◆ TASK SET ◆
1. Using the case summary about Barley & Wife v. Tipton, answer these:
(a) Which court decided the case?
(b) Which judge was absent?
(c) Which court was the appeal from?
2. Say whether each statement agrees with the case summary about Barley & Wife v. Tipton, and quote the words from it that settle each one.
(a) The case was decided in 1859.
(b) Judge Ewing disagreed with the judgment.
(c) A constable who sells property under an execution not directed to him may be treated as a mere trespasser.
3. Carry on the case summary about Barley & Wife v. Tipton from its last line.

◆ SOURCE ◆
----

Case Name: Barley & Wife, Respondents, v. Tipton, Appellant
Court: Supreme Court of Missouri
Jurisdiction: Missouri
Decision Date: 1859-10
Citations: 29 Mo. 206
Docket Number: 
Parties: Barley & Wife, Respondents, v. Tipton, Appellant.
Judges: Judge Ewing concurring, judgment affirmed. Judge Scott absent.
Reporter: Missouri Reports
Volume: 29
Pages: 206–210

Head Matter:
Barley & Wife, Respondents, v. Tipton, Appellant.
1. A justice of the peace rendered a judgment against A. and B. A. dying, an execution was issued and levied upon certain property as the property of B., and the constable sold the same. Previous to the issuing of the execution by the justice, A. had sold and conveyed said property to C. Meld, in a suit by C. against the constable to recover damages for a wrongful levy, in which suit it was assumed that A. had title to the property at the time of his transfer to C., that the defendant was not in a position to make out a defence by showing that A. had transferred the property to C. with a view to defraud his creditors.
2. A constable who levies upon and sells property under an execution not directed to him and illegally in his hands, may be treated as a mere trespasser; the constable must derive his authority from the justice who rendered the judgment or his successor in office.
Appeal from, Montgomery Circuit Court.

----

[A block of data]
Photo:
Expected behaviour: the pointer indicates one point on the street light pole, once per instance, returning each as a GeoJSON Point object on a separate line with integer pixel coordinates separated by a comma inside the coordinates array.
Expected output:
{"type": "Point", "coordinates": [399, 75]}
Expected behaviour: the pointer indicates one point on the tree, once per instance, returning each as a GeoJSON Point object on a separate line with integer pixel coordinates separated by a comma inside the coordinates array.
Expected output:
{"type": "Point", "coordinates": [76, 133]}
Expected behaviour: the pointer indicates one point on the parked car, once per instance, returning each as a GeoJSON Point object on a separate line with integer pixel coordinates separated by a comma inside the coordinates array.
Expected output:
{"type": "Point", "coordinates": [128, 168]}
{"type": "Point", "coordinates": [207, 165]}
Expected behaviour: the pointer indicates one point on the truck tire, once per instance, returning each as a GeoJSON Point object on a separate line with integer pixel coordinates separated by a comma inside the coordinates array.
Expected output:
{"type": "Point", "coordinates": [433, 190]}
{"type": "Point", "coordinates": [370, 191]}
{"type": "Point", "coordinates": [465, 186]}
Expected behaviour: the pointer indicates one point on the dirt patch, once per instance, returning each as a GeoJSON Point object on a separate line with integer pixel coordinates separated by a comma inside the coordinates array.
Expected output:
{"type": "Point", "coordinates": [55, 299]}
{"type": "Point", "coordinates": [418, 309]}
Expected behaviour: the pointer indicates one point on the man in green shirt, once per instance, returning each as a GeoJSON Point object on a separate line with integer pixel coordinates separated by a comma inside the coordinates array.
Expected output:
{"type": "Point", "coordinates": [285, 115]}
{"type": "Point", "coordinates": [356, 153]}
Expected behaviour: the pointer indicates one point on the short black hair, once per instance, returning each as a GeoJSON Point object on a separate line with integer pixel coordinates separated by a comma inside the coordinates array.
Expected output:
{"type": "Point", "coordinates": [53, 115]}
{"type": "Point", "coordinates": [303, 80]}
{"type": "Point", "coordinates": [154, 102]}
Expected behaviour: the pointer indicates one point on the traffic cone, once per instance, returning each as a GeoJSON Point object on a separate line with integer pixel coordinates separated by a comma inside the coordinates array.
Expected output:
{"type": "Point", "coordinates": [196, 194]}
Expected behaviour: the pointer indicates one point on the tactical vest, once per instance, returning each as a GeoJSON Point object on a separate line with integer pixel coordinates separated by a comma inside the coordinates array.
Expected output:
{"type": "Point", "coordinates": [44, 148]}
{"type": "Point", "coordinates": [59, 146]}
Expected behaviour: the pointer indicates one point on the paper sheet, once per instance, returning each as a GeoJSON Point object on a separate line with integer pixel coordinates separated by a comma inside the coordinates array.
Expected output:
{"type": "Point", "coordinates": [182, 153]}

----

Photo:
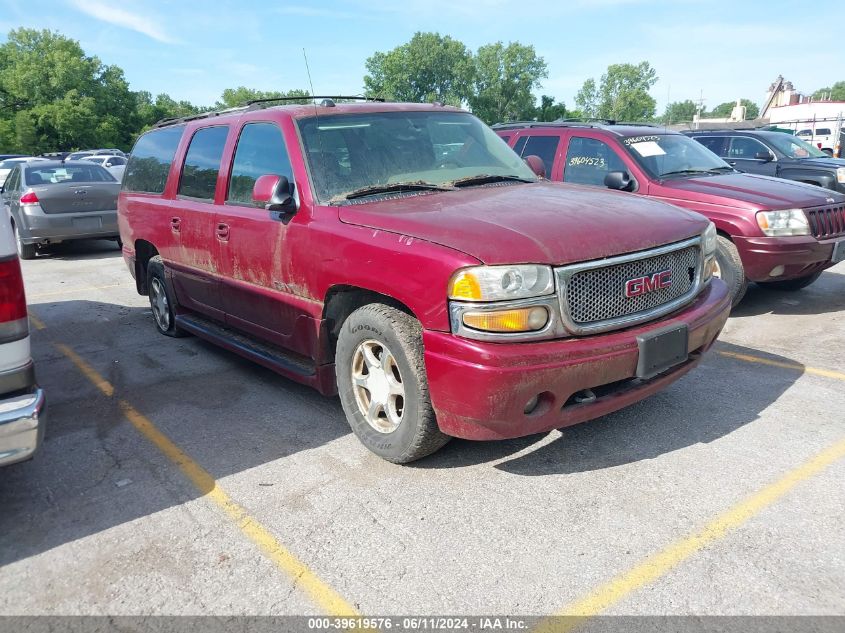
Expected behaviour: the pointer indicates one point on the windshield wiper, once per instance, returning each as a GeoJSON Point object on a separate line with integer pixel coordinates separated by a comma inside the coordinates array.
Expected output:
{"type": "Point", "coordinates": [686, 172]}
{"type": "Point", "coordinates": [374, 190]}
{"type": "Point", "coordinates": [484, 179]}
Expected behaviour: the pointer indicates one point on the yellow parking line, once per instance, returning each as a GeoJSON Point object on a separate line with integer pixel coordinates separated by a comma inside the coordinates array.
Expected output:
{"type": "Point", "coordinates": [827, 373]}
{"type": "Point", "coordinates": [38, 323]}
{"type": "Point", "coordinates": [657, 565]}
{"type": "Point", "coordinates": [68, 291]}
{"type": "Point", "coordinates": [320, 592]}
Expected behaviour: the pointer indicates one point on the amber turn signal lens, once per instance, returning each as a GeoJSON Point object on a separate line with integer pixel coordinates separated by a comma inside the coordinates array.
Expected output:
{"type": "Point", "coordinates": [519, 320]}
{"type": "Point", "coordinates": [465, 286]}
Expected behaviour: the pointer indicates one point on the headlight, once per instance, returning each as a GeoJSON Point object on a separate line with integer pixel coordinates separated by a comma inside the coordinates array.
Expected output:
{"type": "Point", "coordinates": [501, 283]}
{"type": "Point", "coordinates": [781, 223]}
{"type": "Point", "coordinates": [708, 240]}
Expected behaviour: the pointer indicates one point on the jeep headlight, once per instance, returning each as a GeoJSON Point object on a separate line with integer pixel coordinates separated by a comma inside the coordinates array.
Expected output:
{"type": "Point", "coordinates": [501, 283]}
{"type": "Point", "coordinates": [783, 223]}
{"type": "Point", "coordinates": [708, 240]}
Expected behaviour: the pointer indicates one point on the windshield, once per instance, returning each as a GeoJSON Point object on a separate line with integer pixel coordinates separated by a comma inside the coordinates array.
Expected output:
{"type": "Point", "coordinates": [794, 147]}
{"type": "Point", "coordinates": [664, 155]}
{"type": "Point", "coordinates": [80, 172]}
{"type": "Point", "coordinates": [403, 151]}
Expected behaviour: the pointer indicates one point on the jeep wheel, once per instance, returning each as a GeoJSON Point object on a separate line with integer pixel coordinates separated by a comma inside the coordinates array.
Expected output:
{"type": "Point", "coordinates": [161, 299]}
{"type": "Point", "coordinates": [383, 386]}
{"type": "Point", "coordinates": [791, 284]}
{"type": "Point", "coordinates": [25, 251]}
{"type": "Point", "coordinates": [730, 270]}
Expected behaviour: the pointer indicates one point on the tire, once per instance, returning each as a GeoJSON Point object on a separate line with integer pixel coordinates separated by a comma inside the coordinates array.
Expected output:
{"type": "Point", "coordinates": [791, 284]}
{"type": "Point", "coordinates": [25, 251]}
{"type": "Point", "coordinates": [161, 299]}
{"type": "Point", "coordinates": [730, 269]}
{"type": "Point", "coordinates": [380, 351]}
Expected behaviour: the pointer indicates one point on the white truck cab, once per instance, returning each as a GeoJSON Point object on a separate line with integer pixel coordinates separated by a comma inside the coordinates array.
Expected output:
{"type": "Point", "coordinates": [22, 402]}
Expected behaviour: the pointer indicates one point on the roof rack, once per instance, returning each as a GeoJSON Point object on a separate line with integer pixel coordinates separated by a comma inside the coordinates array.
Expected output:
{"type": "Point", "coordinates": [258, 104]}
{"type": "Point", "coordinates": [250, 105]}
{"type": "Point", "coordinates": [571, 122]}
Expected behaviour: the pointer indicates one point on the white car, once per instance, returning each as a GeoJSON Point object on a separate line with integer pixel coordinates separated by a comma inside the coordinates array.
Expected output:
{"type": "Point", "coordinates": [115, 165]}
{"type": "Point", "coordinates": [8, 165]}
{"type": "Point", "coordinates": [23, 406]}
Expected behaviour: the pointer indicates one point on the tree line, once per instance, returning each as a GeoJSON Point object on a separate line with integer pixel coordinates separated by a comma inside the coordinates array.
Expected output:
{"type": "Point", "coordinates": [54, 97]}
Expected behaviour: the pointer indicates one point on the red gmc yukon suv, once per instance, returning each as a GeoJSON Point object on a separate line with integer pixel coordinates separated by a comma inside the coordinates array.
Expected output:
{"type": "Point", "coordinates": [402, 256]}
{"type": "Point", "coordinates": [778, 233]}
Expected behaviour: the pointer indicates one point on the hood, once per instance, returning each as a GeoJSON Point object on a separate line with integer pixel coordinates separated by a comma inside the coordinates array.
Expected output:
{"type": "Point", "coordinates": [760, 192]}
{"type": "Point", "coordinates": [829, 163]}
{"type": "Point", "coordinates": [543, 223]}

----

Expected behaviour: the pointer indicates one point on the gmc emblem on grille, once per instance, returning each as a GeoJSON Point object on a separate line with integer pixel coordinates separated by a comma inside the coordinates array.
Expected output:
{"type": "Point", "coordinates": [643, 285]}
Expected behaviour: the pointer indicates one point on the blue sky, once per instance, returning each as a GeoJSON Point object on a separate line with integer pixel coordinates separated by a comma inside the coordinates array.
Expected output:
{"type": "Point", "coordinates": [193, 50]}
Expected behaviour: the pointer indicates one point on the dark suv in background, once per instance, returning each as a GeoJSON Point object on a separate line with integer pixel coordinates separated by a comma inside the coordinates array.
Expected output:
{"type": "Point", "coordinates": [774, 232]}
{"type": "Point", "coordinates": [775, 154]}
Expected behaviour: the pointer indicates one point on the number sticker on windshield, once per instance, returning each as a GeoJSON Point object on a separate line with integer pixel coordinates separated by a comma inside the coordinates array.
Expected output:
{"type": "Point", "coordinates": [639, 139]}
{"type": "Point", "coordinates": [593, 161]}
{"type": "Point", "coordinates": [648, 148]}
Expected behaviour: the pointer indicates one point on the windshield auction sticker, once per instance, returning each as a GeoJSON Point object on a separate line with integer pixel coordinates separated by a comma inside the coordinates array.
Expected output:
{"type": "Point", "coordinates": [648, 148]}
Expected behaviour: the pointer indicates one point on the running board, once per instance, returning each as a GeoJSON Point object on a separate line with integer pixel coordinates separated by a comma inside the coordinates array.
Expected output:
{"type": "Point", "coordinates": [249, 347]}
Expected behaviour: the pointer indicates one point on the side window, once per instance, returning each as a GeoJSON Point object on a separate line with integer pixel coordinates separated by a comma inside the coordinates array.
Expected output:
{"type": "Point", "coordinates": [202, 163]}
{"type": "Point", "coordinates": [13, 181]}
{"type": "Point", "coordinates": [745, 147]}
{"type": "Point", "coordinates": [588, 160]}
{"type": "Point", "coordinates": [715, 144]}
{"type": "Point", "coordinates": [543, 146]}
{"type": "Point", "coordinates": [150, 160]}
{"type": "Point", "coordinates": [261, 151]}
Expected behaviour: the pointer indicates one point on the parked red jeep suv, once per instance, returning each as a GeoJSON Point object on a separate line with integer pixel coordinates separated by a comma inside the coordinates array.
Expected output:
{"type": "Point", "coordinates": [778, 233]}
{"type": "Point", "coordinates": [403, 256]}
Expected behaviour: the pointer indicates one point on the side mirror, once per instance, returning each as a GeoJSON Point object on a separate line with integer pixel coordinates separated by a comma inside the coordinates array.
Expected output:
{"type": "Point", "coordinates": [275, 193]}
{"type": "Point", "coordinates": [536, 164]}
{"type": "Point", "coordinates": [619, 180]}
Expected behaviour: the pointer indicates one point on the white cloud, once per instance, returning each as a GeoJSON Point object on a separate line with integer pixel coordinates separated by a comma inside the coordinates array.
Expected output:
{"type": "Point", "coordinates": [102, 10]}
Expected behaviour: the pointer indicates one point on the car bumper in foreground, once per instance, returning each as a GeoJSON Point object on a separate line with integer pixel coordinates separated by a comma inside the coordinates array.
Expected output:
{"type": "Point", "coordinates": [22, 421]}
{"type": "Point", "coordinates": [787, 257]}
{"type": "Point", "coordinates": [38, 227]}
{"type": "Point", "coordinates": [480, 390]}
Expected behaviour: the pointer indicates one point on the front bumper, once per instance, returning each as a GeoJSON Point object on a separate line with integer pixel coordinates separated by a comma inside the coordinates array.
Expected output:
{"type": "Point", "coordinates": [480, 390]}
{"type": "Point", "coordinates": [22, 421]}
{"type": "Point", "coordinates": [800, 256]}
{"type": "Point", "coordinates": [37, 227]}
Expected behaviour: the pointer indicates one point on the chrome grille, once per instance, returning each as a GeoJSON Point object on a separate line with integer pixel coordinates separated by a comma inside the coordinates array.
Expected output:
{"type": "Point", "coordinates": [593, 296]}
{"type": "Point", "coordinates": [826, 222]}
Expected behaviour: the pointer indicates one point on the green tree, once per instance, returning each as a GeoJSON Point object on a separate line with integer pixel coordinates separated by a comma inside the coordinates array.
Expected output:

----

◆ EXPECTED OUTPUTS ◆
1.
(a) The Supreme Court of Missouri.
(b) Judge Scott.
(c) The Montgomery Circuit Court.

2.
(a) Yes: "Decision Date: 1859-10"
(b) No: "Judge Ewing concurring, judgment affirmed."
(c) Yes: "may be treated as a mere trespasser"

3.
This was an action against the defendant, Jonathan Tip-ton, a constable- of Monroe township, Lincoln county, to recover damages for an alleged wrongful levy upon certain hogs. The facts briefly are as follows : One Thomas Money, in January, 1849, executed a bill of sale, which was duly recorded, conveying certain hogs to his sister Catherine Money, afterwards married to David Barley and plaintiff in this suit. In June, 1849, on the day of, or the day after, the death of Thomas Money, one McKee obtained a judgment before John Reed, a justice of the peace of Hurricane township, Lincoln county, against Thomas Money and Anna Money. Execution was immediately issued against both defendants and certain hogs were levied upon and sold as the property of Anna Money. The hogs sold were a portion of those embraced in the above mentioned bill of sale to Catherine Money. The execution issued was directed to the constable of Hurricane township. This constable afterwards returned the execution not satisfied. The justice renewed the execution, and at the risk and request of the plaintiff authorized Joseph Sitton to execute and return the same. The execution afterwards, in some unexplained manner, came into the hands of Joseph Hardesty, a justice of the peace of Monroe township, in said county. He renewed the same for sixty days, and authorized Jonathan Tipton, the defendant, to execute and return the same. Tipton executed the writ as above stated. The court struck out that part of the answer in which the defendant attempted to justify the alleged trespass under the authority of the execution, and in which he set up that the bill of sale by Thomas Money to Catherine Money was executed in fraud of the rights of the creditors of Thomas Money.
The court instructed the jury as follows : “ The bill of sale read in evidence passed the title to a lot of hogs to Catherine Money ; and if the jury find that a portion of said hogs were taken by defendant, they will find for plaintiffs the value of the pork so taken.”
There was a verdict for plaintiff.
E. A. Lewis, for appellant.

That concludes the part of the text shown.